→ SELECTED TEXT:
* begin *

For sure, one of those things you need to be a Brit to understand. I agree with Bullldog, Berk-cow for sure, I’ve ground off most of my tooth enamel due to that trougher. And to think this crop of rubbish Tories is all that’s keeping the godawful Corbyn out of No.10!
Oh Amazon Amazon
The Krauts think it’s a Brabazon
The tit of Brussels thinks she can
O what a sight to see
Oh Amazon Amazon
EU may think it canazen
I think it might be also ran
I think it’s down the panezan
Brexit is Brexit
What a novel sort of exit
Remainiacs try to sexit
But cross the Bridge of Sighs
Brexit is Brexit
Whatever cometh nexit
Heraclitus suggests Grexit
Merkel’s eaten all the pies
Brexit is Brexit
Le Pen may writeth fecksit
Orbanistic orgasmestic
And wave their sad goodbyes
Exclamation!!!
Exclamation!!!
What ruin in a nation,
Literary altercation,
Sin of Onan he espies.
Exclamation!!!
Exclamation!!!
Pedantic agitation,
Poly-s’llabical oration
And who ate all the pies?
Exclamation!!!
Exclamation!!!
Socratic explanation,
Hemlockic immolation,
Will you have that with fries?
Fast and funny, smart and nimble,
is his mind, the poet thinks,
making what is complex simple,
mixing metaphors like drinks,
till becoming quite inebriate,
his speech begins to slur,
manic as a tom-cat mated,
his poems they fail to purr,
thoughts like lemming herds stampeded,
fearlessly they dash,
unrestrained by lousy software,
on pixeled screens they crash,
as slow as death and sadly humbled,
like cats that have been fixed,
static as statistics stumbled,
in metaphors he’s mixed.
A critic!
A critic!
I’d rather be syphilitic
Poetic nihilitic
Iconoclastic gitic
You can see it in their eyes.
Phoenix Park!
Phoenix Park!
Does it not have the relevance,
Of the old Aardvark,
Notastuffnotastuffnotastuffnotastuffwecannevernernernevernevernevergetenough,
But don’t think soever that Dublin can’t share,
Of Reading Gaol and Merrion Square.
Will the Brexit turn Irexit,
Ian Dury cannot tell,
But Ian Dury led to fury,
The toll asked not the bell.
Will the Brexit turn Irexit,
You’d best ask Dr Fell,
Ev’ry side will try to sexit,
And we can go to hell.
Accompanied by the Bodhrán and the Lambeg.
Isn’t it just a waiting game now?
I want some of what Terence is smoking! 😆
Isn’t this a bit like hoping Gollum will give up the Ring?
Quite so, Mr. Ed. Fat chance. Time for a bill of attainder 😉
There was a time when Speakers knew how to do their job. George Thomas, Bernard Wetherill, Betty Boothroyd were all fine. And then Blair got elected…
I think that Colonel Jeff Cooper had it right when he said that there are not many problems in the world that can’t be solved by a good man with an accurate rifle.
Though shooting the scrote through the head would likely miss his brains by about 5 foot.

* end *

→ DIRECTIVE: Pull the stretch of the Brexit comment thread from "Accompanied by the" through "an accurate rifle." out word for word. This material has no role in the task.

→ Labeling and segmentation records:
* begin *

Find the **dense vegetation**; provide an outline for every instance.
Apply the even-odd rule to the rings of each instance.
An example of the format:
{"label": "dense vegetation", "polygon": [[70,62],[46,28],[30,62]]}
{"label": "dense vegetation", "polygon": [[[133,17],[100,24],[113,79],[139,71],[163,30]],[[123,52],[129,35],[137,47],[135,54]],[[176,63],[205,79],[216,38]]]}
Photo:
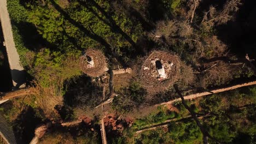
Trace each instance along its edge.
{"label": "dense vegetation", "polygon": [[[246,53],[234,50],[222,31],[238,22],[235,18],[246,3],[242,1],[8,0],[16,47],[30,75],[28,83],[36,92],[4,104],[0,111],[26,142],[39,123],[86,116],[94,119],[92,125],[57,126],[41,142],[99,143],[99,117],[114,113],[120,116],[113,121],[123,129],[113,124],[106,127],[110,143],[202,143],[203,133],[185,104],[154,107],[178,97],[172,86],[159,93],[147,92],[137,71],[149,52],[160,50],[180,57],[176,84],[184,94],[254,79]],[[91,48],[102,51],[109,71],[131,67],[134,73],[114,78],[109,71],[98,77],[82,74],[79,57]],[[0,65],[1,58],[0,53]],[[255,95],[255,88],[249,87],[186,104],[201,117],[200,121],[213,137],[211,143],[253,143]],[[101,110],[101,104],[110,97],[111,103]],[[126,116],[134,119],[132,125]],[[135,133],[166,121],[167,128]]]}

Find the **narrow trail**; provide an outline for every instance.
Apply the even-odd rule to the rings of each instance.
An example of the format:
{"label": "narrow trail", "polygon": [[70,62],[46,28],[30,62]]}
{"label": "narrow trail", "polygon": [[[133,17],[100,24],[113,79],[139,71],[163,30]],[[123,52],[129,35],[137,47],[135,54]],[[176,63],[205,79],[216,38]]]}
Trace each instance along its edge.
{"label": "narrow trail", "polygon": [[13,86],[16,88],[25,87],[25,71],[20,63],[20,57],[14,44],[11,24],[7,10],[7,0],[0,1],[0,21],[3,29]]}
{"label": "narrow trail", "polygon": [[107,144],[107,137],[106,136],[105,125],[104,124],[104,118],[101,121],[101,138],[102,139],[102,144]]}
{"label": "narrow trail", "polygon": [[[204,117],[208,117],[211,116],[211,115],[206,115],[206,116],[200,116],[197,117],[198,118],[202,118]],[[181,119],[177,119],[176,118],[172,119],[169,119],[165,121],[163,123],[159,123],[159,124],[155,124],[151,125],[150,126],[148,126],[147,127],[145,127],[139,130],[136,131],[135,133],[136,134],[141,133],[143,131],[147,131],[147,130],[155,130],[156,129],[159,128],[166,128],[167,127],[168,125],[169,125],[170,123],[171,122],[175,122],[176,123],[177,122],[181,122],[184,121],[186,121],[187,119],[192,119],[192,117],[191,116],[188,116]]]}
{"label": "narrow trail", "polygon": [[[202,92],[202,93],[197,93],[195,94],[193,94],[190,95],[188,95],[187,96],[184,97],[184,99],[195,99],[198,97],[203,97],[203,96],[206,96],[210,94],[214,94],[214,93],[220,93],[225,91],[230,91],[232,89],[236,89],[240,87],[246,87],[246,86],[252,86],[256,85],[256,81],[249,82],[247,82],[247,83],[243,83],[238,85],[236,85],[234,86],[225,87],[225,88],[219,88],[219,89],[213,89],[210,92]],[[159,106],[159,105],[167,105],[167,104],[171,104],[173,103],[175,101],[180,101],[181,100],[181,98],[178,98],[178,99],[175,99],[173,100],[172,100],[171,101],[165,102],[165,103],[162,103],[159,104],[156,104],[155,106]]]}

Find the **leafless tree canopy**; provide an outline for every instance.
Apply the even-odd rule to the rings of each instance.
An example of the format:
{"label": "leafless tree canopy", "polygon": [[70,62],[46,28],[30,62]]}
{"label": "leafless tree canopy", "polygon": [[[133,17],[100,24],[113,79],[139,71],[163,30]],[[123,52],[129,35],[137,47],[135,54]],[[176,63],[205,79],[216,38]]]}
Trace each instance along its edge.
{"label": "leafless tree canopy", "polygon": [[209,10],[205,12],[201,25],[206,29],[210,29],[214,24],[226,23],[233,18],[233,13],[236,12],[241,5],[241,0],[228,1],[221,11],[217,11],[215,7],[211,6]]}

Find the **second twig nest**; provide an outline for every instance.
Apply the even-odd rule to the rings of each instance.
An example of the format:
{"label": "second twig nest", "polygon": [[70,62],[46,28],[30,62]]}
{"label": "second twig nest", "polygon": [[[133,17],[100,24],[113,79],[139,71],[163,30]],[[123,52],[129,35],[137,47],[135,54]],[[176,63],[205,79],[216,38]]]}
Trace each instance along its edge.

* end *

→ ANSWER TO THIS PROBLEM:
Accompanied by the Bodhrán and the Lambeg.
Isn’t it just a waiting game now?
I want some of what Terence is smoking! 😆
Isn’t this a bit like hoping Gollum will give up the Ring?
Quite so, Mr. Ed. Fat chance. Time for a bill of attainder 😉
There was a time when Speakers knew how to do their job. George Thomas, Bernard Wetherill, Betty Boothroyd were all fine. And then Blair got elected…
I think that Colonel Jeff Cooper had it right when he said that there are not many problems in the world that can’t be solved by a good man with an accurate rifle.